===== Aangeleverde tekst
ECLI:NL:RBUTR:2011:BP8657
Rechtbank Utrecht
- Eerste aanleg - meervoudig
- M.J. Grapperhaus
- I. Bruna
- N. van der Velden
- Rechtspraak.nl
Beslissing op vordering tot tenuitvoerlegging van voorwaardelijke straf met gedeeltelijke omzetting naar werkstraf
In deze zaak heeft de Rechtbank Utrecht op 7 februari 2011 uitspraak gedaan over de vordering tot tenuitvoerlegging van een voorwaardelijk opgelegde straf. De vordering was ingediend door de officier van justitie onder parketnummer 16/711747-07. De veroordeelde had een gevangenisstraf van 2 jaar en 6 maanden opgelegd gekregen, waarvan 6 maanden voorwaardelijk met een proeftijd van twee jaar. De proeftijd was aangevangen op 6 maart 2009, maar was tijdelijk opgeschort vanwege detentie in België van 17 januari 2010 tot en met 19 maart 2010.
==========
===== Vastgelegde gegevens
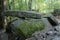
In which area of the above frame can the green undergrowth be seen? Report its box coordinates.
[13,19,45,37]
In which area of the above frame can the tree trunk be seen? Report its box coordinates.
[29,0,32,11]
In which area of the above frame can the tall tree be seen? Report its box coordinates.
[0,0,4,29]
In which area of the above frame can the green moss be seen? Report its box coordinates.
[14,19,45,37]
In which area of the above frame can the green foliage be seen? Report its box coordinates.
[14,19,45,37]
[6,0,60,13]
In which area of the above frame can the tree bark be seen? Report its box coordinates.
[0,0,4,29]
==========
• **Studievragen**
**A.** Schrijf uit de tekst over de Utrechtse uitspraak letterlijk over van "ECLI:NL:RBUTR:2011:BP8657" tot "19 maart 2010.".
**B.** Beantwoord deze vragen aan de hand van de tekst over de Utrechtse uitspraak.
(i) Op welke datum deed de rechtbank uitspraak?
(ii) Hoe lang duurde de proeftijd?
(iii) In welk land zat de veroordeelde in detentie?
**C.** Geef het vervolg van de tekst over de Utrechtse uitspraak, te beginnen na de laatste zin.
De items komen uit een andere bron dan de tekst over de Utrechtse uitspraak.

• **Verwachte uitkomsten**
**A.**
ECLI:NL:RBUTR:2011:BP8657
Rechtbank Utrecht
- Eerste aanleg - meervoudig
- M.J. Grapperhaus
- I. Bruna
- N. van der Velden
- Rechtspraak.nl
Beslissing op vordering tot tenuitvoerlegging van voorwaardelijke straf met gedeeltelijke omzetting naar werkstraf
In deze zaak heeft de Rechtbank Utrecht op 7 februari 2011 uitspraak gedaan over de vordering tot tenuitvoerlegging van een voorwaardelijk opgelegde straf. De vordering was ingediend door de officier van justitie onder parketnummer 16/711747-07. De veroordeelde had een gevangenisstraf van 2 jaar en 6 maanden opgelegd gekregen, waarvan 6 maanden voorwaardelijk met een proeftijd van twee jaar. De proeftijd was aangevangen op 6 maart 2009, maar was tijdelijk opgeschort vanwege detentie in België van 17 januari 2010 tot en met 19 maart 2010.

**B.**
(i) Op 7 februari 2011.
(ii) Twee jaar.
(iii) In België.

**C.**
De rechtbank heeft vastgesteld dat de veroordeelde meermalen waarschuwingen heeft ontvangen en zich niet altijd aan de aanwijzingen van de Reclassering heeft gehouden. Desondanks heeft de rechtbank geoordeeld dat er termen aanwezig zijn voor een gedeeltelijke tenuitvoerlegging van de voorwaardelijke gevangenisstraf. De rechtbank heeft besloten om een gedeelte van 2 maanden van de voorwaardelijke gevangenisstraf ten uitvoer te leggen, maar deze te vervangen door een werkstraf van 120 uren. Indien de veroordeelde de werkstraf niet naar behoren verricht, zal vervangende hechtenis van 60 dagen worden toegepast.
De beslissing is genomen na een zorgvuldige afweging van de omstandigheden, waaronder de terugmelding tegen het einde van de proeftijd en de positieve stappen die de veroordeelde heeft gezet, zoals het aangaan van gesprekken bij De Waag. De rechtbank heeft de vordering van de officier van justitie voor het overige afgewezen. De uitspraak is gedaan door een meervoudige kamer, waarbij de rechters en de griffier aanwezig waren. De veroordeelde was bijgestaan door zijn raadsman, mr. J.G.M. Dassen, advocaat te Utrecht.